Task prompt:
Please look for the string "gray" below and report every line in which it occurs.
*** Dataset
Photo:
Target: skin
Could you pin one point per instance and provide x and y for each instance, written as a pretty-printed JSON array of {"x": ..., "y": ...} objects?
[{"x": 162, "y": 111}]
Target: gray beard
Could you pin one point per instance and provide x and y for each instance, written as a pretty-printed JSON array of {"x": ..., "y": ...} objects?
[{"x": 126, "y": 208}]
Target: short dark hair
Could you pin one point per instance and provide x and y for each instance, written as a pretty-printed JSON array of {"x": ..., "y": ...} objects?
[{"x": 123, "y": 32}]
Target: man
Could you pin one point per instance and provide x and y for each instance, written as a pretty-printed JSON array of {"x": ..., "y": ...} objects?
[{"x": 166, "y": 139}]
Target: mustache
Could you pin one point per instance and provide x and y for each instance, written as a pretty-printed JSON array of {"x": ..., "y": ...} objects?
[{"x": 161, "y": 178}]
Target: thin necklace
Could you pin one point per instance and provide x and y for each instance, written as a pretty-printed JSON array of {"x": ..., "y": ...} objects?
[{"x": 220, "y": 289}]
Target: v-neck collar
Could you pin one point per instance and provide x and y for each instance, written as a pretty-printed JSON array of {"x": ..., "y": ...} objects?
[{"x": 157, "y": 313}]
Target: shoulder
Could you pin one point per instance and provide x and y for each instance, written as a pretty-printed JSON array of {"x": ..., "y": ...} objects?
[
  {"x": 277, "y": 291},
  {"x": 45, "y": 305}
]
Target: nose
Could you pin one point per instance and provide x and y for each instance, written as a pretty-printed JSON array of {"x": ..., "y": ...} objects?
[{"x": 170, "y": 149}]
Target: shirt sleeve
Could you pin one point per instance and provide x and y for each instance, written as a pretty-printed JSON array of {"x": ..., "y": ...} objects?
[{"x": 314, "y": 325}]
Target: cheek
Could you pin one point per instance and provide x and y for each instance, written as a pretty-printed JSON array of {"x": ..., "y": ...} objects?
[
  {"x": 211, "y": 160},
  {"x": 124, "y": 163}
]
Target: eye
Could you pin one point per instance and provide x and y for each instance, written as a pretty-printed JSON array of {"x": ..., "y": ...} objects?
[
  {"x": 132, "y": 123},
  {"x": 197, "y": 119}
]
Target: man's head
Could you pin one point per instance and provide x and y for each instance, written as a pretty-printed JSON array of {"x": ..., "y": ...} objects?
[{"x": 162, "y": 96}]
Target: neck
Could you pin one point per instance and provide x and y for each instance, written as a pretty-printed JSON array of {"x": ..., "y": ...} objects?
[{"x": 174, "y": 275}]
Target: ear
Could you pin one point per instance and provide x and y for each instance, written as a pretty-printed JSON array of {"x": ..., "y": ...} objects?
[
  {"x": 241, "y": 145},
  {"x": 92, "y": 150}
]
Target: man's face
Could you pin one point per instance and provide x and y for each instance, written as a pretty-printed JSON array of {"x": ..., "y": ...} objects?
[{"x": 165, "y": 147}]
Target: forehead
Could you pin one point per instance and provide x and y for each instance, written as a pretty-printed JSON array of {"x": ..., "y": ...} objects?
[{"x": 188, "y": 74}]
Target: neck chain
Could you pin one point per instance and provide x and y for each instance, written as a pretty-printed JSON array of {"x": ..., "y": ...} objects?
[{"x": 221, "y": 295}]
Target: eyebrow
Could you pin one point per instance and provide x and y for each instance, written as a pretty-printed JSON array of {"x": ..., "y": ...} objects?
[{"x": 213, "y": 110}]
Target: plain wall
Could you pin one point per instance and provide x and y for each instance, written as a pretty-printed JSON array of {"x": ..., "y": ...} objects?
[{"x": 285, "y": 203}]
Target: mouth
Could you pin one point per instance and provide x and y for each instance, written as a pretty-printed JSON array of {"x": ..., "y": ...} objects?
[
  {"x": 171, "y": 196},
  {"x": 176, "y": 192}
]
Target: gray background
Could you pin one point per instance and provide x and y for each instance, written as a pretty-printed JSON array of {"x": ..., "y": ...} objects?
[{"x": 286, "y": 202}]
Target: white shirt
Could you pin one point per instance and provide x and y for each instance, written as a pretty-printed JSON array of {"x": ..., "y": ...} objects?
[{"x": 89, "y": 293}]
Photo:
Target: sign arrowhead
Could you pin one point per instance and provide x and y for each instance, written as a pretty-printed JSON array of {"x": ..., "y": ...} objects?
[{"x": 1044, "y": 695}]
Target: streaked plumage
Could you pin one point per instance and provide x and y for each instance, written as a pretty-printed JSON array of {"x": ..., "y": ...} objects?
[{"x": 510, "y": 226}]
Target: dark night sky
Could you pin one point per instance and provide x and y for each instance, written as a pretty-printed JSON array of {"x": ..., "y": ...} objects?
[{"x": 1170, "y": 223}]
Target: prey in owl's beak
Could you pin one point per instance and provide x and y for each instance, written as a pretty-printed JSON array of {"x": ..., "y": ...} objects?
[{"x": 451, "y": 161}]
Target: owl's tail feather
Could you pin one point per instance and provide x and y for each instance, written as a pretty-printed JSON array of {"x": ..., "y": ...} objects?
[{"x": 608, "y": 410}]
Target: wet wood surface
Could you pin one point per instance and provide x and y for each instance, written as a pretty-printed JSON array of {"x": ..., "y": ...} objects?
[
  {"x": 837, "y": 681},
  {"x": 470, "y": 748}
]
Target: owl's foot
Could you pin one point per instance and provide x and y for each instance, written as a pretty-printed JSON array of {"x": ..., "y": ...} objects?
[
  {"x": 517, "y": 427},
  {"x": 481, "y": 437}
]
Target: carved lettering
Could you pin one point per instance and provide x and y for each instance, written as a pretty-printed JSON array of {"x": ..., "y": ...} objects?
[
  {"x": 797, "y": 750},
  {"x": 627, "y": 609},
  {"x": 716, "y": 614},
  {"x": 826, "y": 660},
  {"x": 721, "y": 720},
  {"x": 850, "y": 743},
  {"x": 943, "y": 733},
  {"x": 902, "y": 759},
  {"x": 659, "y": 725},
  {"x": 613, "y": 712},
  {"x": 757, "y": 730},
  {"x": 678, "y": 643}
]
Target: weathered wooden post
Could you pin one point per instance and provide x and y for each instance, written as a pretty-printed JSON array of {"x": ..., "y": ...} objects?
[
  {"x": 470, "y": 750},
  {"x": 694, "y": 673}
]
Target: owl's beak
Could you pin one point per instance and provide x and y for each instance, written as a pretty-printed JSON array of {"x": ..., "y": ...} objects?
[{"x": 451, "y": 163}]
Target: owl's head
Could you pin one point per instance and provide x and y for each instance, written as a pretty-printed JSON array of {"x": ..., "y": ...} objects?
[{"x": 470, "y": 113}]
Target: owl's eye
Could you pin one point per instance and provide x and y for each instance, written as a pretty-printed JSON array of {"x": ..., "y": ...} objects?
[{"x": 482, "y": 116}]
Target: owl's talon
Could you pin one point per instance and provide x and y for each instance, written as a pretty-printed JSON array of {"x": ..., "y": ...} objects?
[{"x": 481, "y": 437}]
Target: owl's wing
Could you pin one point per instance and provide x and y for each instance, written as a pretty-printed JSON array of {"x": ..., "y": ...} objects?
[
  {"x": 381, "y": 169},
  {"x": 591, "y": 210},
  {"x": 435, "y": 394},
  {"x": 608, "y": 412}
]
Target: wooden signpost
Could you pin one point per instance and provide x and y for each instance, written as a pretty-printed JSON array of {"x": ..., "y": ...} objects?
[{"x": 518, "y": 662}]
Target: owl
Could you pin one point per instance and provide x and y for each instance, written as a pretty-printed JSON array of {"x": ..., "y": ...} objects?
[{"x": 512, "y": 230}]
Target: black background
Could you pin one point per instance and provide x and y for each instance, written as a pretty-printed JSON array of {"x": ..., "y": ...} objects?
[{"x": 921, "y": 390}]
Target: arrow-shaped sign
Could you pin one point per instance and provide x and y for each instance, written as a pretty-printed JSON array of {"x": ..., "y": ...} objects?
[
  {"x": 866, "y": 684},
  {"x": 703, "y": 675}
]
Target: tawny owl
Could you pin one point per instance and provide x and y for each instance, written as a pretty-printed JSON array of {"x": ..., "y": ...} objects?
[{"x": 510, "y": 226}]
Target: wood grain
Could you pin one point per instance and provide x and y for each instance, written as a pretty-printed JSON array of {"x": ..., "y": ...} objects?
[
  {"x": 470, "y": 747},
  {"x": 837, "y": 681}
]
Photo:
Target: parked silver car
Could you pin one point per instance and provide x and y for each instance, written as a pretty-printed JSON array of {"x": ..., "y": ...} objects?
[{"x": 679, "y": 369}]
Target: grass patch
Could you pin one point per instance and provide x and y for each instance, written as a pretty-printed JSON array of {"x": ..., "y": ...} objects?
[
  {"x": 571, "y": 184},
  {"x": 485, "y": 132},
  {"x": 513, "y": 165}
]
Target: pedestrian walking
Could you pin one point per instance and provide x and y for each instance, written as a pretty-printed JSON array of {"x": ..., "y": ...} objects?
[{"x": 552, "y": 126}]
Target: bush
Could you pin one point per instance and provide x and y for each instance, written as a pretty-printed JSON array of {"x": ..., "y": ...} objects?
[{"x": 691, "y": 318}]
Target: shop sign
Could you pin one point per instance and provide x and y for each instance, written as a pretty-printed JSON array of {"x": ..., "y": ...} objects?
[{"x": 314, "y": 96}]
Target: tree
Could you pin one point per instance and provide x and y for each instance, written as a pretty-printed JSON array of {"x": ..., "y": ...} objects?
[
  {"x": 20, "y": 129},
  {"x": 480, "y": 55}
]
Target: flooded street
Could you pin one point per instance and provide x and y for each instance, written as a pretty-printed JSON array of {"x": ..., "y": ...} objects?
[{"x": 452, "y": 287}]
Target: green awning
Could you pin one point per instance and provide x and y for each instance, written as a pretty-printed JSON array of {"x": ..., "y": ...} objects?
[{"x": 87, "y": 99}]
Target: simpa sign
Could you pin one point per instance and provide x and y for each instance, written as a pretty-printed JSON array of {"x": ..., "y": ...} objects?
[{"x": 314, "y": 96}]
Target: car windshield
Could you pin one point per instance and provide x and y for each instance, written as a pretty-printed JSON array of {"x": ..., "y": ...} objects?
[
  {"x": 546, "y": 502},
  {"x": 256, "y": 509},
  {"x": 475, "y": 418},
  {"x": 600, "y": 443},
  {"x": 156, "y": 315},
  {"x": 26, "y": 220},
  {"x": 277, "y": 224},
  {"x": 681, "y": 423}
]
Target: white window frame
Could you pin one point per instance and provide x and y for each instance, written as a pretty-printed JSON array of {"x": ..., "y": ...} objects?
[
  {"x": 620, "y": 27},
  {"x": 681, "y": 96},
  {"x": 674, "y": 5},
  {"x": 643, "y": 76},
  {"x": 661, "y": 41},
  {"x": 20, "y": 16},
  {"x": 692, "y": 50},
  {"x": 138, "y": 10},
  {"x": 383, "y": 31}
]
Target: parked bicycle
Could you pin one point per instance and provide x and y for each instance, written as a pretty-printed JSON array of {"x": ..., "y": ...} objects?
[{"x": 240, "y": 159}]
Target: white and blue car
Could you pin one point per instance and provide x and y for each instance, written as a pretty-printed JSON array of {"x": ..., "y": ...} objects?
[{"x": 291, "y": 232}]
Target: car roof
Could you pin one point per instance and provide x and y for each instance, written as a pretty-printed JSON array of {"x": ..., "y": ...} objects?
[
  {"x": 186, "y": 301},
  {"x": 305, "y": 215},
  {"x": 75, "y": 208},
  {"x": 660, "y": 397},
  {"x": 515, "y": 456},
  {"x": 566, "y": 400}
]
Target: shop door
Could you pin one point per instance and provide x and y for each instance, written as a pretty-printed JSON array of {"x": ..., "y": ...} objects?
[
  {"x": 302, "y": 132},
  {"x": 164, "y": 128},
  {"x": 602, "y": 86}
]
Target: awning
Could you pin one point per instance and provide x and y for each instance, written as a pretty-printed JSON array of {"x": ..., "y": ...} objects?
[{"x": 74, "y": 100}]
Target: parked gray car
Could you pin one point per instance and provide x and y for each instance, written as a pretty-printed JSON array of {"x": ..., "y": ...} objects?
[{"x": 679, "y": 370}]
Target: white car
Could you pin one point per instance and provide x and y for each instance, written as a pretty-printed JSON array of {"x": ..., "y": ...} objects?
******
Your solution:
Target: gray beard
Target: gray background
Target: parked gray car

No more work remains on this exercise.